### STATED GOAL 1
Please turn everything from the start of the records below down to the line containing "column 161, row 161" into a Markdown table with the columns Row and Line, skipping blank lines. Leave the pictures out.

### PASSAGE TO READ
839 F.2d 1380
1988 Copr.L.Dec. P 26,245, 6 U.S.P.Q.2d 1016
VESTRON, INC., Plaintiff-Appellant,
HOME BOX OFFICE INC., and HBO Video, Inc., Defendants-Appellees.
Argued and Submitted Oct. 9, 1987.
Order Filed Oct. 23, 1987.
Decided Feb. 24, 1988.
Marc Marmaro, Jeffer, Mangels & Butler, Los Angeles, Cal., and Robert J. Jossen, Shereff, Friedman, Hoffman & Goodman, New York City, for plaintiff-appellant.
Marc W. Rappel, Latham & Watkins, Los Angeles, Cal., for defendants-appellees.
Appeal from the United States District Court for the Central District of California.
Before HUG, BRUNETTI and KOZINSKI, Circuit Judges.

### STATED GOAL 2
Set down everything in the court case caption above from "839 F.2d 1380" down to "Video, Inc., Defendants-Appellees.", word for word.

Location identification items:

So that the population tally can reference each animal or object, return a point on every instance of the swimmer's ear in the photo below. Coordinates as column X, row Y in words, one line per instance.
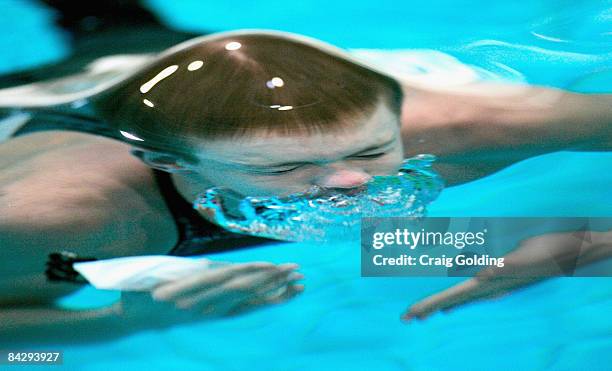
column 161, row 161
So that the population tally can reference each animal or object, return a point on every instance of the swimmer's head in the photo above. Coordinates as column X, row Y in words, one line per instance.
column 260, row 114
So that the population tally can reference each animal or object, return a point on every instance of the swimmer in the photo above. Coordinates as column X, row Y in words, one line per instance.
column 259, row 113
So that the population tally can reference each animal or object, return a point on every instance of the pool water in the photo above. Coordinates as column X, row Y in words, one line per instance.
column 343, row 321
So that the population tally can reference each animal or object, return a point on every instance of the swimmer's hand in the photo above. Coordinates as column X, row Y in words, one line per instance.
column 537, row 258
column 229, row 290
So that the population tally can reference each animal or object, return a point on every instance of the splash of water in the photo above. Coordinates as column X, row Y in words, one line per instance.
column 325, row 215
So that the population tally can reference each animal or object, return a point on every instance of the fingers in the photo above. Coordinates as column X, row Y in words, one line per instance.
column 235, row 291
column 211, row 278
column 291, row 292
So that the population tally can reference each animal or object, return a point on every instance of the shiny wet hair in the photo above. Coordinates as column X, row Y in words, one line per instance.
column 243, row 85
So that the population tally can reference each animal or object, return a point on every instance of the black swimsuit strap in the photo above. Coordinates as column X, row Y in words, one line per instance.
column 196, row 234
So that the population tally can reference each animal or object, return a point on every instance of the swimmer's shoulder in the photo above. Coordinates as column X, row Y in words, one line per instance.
column 73, row 192
column 55, row 181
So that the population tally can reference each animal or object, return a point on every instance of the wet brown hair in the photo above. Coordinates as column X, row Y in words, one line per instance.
column 233, row 92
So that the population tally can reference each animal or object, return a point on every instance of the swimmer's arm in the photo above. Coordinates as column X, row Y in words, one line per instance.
column 534, row 260
column 487, row 127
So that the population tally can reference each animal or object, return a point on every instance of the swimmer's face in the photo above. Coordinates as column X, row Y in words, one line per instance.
column 274, row 165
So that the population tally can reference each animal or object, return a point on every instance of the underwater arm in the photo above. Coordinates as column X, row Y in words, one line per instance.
column 536, row 259
column 477, row 131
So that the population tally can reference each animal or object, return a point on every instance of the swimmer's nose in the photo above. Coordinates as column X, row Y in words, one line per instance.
column 344, row 178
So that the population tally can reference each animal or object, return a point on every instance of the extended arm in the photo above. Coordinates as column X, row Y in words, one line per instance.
column 483, row 128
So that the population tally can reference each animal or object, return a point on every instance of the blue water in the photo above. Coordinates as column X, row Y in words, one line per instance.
column 344, row 321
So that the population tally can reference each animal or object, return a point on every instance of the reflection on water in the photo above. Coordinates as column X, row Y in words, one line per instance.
column 326, row 214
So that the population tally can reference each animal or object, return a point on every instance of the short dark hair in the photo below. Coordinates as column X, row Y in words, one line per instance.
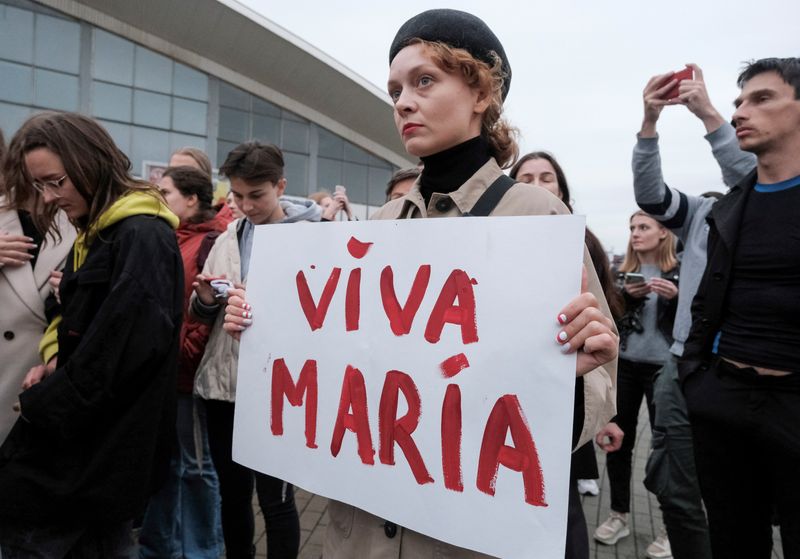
column 192, row 181
column 254, row 163
column 787, row 68
column 399, row 176
column 563, row 186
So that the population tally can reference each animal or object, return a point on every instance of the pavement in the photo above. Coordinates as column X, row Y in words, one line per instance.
column 645, row 516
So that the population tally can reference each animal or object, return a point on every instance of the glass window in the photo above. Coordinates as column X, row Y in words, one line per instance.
column 223, row 149
column 16, row 83
column 296, row 173
column 58, row 44
column 111, row 101
column 12, row 117
column 16, row 34
column 378, row 179
column 153, row 71
column 148, row 145
column 112, row 58
column 234, row 125
column 53, row 90
column 151, row 109
column 291, row 116
column 188, row 82
column 189, row 116
column 233, row 97
column 178, row 141
column 265, row 108
column 295, row 136
column 330, row 145
column 355, row 180
column 266, row 129
column 329, row 173
column 121, row 134
column 355, row 154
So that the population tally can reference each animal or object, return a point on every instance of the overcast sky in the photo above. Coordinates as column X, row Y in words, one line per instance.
column 579, row 68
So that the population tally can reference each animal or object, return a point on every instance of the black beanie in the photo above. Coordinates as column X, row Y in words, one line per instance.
column 457, row 29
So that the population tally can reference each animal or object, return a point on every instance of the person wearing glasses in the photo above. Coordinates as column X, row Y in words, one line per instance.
column 649, row 275
column 97, row 415
column 27, row 257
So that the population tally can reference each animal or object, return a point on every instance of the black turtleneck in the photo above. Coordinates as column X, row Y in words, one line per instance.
column 447, row 170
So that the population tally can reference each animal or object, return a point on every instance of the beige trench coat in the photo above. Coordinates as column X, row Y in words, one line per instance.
column 356, row 533
column 23, row 291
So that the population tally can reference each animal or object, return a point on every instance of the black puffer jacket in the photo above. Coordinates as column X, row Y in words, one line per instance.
column 95, row 437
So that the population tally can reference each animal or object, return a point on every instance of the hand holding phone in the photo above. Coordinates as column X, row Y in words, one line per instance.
column 685, row 74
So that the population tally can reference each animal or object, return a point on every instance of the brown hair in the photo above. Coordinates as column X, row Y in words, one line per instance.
column 97, row 168
column 254, row 163
column 479, row 75
column 193, row 182
column 561, row 178
column 667, row 259
column 199, row 157
column 399, row 176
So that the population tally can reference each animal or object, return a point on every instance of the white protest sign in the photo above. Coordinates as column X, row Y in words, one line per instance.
column 417, row 377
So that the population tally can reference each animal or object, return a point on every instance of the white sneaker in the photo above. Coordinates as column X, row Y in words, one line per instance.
column 613, row 529
column 660, row 548
column 588, row 487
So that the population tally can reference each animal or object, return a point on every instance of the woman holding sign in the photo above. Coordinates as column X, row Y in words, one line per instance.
column 448, row 79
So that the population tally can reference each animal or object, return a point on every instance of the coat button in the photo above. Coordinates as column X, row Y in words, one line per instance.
column 444, row 204
column 390, row 529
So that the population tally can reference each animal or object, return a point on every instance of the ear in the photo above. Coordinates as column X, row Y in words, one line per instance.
column 482, row 101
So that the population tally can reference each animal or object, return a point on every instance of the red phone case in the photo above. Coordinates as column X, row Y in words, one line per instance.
column 685, row 74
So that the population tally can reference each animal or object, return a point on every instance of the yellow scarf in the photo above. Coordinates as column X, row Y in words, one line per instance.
column 136, row 202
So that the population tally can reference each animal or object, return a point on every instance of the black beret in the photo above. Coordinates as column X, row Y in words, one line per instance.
column 457, row 29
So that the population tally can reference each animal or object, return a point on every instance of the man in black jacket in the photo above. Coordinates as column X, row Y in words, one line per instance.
column 739, row 368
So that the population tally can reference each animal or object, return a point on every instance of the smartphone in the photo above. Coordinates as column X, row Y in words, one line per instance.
column 632, row 277
column 685, row 74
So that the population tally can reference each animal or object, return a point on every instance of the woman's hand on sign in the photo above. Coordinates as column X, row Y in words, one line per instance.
column 587, row 331
column 238, row 313
column 610, row 437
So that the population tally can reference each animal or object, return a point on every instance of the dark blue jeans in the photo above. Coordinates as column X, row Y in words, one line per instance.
column 96, row 541
column 183, row 519
column 671, row 474
column 747, row 450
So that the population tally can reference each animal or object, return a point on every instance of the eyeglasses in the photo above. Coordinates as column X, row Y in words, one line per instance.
column 54, row 185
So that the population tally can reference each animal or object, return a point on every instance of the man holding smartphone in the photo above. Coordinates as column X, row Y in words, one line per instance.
column 677, row 488
column 739, row 367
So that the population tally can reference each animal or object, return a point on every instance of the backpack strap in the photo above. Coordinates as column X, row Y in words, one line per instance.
column 489, row 199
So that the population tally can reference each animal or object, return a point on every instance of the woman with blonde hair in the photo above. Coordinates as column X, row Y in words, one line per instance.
column 649, row 283
column 448, row 79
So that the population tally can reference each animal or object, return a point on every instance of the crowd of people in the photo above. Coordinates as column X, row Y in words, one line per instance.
column 123, row 303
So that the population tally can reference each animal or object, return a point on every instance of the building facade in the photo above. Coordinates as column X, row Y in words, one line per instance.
column 59, row 57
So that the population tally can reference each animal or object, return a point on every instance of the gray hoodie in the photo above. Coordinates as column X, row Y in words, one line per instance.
column 686, row 215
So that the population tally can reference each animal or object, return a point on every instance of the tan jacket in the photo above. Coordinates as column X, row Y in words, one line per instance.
column 23, row 291
column 216, row 374
column 356, row 533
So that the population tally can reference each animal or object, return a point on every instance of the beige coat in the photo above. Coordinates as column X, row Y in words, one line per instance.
column 216, row 374
column 356, row 533
column 23, row 291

### EXERCISE SOLUTION 1
| Row | Line |
|---|---|
| 1 | So that the population tally can reference each animal or object, return a point on every instance of the swimmer's ear in the photo below. Coordinates as column X, row Y in words, one line per instance. |
| 2 | column 161, row 161 |

### EXERCISE SOLUTION 2
839 F.2d 1380
1988 Copr.L.Dec. P 26,245, 6 U.S.P.Q.2d 1016
VESTRON, INC., Plaintiff-Appellant,
HOME BOX OFFICE INC., and HBO Video, Inc., Defendants-Appellees.